Escolhi e recebi este livro como cortesia da Editora Rádio Londres.

3 comentários:

Gilberto Ortega Jr disse...

Me lembrou o personagem central - e sacal- do cidade aberta do escritor Teju Cole

Eduarda Sampaio disse...

Eu tive uma sensação parecida com a sua, Paula. Também não consegui me identificar muito com o Adam, exceto talvez na parte de me sentir uma fraude às vezes. Mas definitivamente nunca cheguei ao fundo do poço que ele chega, de copiar poemas dos outros, modificando apenas uma frase ou outra. Ele é outro nível de pessoa.
O final para mim foi ambíguo. Eu senti que o escritor quis dizer que o Adam só era uma fraude na cabeça dele, mas para mim ele torrou sim o dinheiro da bolsa a troca de nada.
Quanto ao humor do livro, eu dei risada em alguns momentos. A cena em que ele segue uma pessoa pelo museu tentando entender a emoção que ela está sentindo, as frases que ele decora para a mesa redonda, quando ele se perde e pergunta ao garçom onde é o hotel sem saber o nome do hotel e nem a rua.
════
▶ [Tarefa proposta A] Você pode repetir tudo o que vai de "Gilberto Ortega Jr" até "nível de pessoa." no trecho, sem mudar nada?
As linhas não têm relação nenhuma com o trecho.
════
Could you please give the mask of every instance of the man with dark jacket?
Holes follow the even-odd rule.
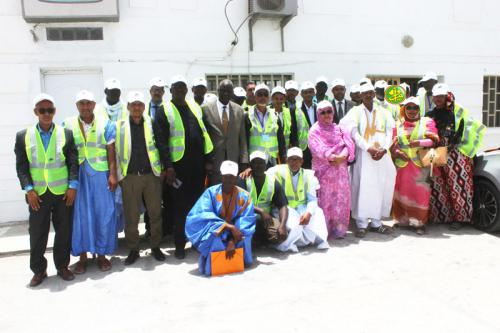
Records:
[[[53,123],[54,99],[39,94],[33,99],[38,123],[16,134],[17,176],[29,205],[30,286],[47,277],[45,249],[50,220],[56,231],[54,263],[57,275],[74,279],[68,269],[71,249],[71,210],[78,188],[78,150],[71,130]]]

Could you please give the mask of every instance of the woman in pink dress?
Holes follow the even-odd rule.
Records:
[[[420,117],[416,97],[404,102],[401,119],[394,128],[391,148],[397,168],[392,214],[396,223],[414,227],[417,234],[423,235],[429,219],[430,169],[422,166],[418,151],[437,143],[437,128],[431,118]]]
[[[309,131],[312,169],[320,183],[318,205],[323,209],[329,238],[344,238],[349,227],[351,186],[347,163],[354,160],[355,146],[347,130],[333,122],[333,106],[321,101],[318,121]]]

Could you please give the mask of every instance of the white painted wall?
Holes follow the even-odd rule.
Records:
[[[42,89],[41,70],[100,69],[124,90],[147,92],[153,76],[188,79],[209,73],[294,73],[298,81],[342,77],[352,84],[366,75],[443,75],[457,99],[480,118],[484,75],[500,75],[500,2],[495,0],[299,0],[285,28],[281,52],[276,21],[248,25],[230,56],[234,36],[224,17],[225,0],[120,0],[119,23],[40,24],[22,18],[21,1],[0,4],[0,223],[23,220],[27,208],[13,154],[17,130],[34,121],[30,101]],[[233,25],[247,15],[247,1],[228,6]],[[99,26],[104,41],[48,42],[47,26]],[[33,41],[33,29],[39,37]],[[403,35],[414,45],[401,45]],[[71,85],[71,83],[69,83]],[[75,91],[76,93],[76,91]],[[99,93],[102,96],[102,92]],[[489,129],[485,147],[500,145]]]

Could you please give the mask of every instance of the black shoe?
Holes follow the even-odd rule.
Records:
[[[132,250],[130,251],[130,253],[128,254],[128,257],[127,259],[125,259],[125,265],[128,266],[128,265],[132,265],[137,259],[139,259],[139,251],[137,250]]]
[[[161,252],[159,247],[152,248],[151,253],[153,254],[153,257],[155,257],[156,260],[165,261],[165,255],[163,254],[163,252]]]
[[[182,259],[186,258],[186,250],[175,249],[174,256],[175,256],[175,258],[182,260]]]

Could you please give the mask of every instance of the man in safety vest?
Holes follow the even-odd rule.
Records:
[[[56,232],[54,263],[63,280],[74,279],[68,269],[71,249],[71,207],[78,188],[78,151],[71,130],[53,123],[54,98],[33,99],[38,123],[16,134],[16,170],[29,205],[30,286],[47,277],[45,249],[50,220]]]
[[[139,224],[144,198],[151,228],[151,253],[164,261],[160,250],[162,240],[161,181],[162,164],[153,136],[151,118],[144,113],[144,95],[131,91],[127,95],[130,117],[116,123],[116,156],[121,180],[125,212],[125,240],[130,250],[125,265],[139,258]]]
[[[99,269],[108,271],[111,262],[106,255],[113,254],[118,245],[113,193],[118,184],[116,128],[106,117],[94,115],[95,99],[90,91],[80,91],[75,102],[79,115],[66,119],[63,125],[73,133],[80,164],[71,245],[71,253],[80,260],[74,272],[87,270],[87,252],[97,254]]]
[[[180,75],[170,80],[172,100],[156,115],[156,140],[166,170],[165,182],[172,198],[175,257],[185,257],[184,227],[189,210],[205,187],[212,172],[212,141],[203,124],[202,111],[194,101],[187,101],[187,82]],[[170,203],[169,203],[170,205]]]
════
▶ [Tarefa proposta B] Quais linhas contêm a palavra "give"? Reúna todas elas, copiando cada uma sem alterações e diferenciando maiúsculas de minúsculas.

▶ [Resposta da tarefa A]
Gilberto Ortega Jr disse...

Me lembrou o personagem central - e sacal- do cidade aberta do escritor Teju Cole

Eduarda Sampaio disse...

Eu tive uma sensação parecida com a sua, Paula. Também não consegui me identificar muito com o Adam, exceto talvez na parte de me sentir uma fraude às vezes. Mas definitivamente nunca cheguei ao fundo do poço que ele chega, de copiar poemas dos outros, modificando apenas uma frase ou outra. Ele é outro nível de pessoa.

▶ [Resposta da tarefa B]
Could you please give the mask of every instance of the man with dark jacket?
Could you please give the mask of every instance of the woman in pink dress?
Could you please give the mask of every instance of the white painted wall?
Could you please give the mask of every instance of the black shoe?
Could you please give the mask of every instance of the man in safety vest?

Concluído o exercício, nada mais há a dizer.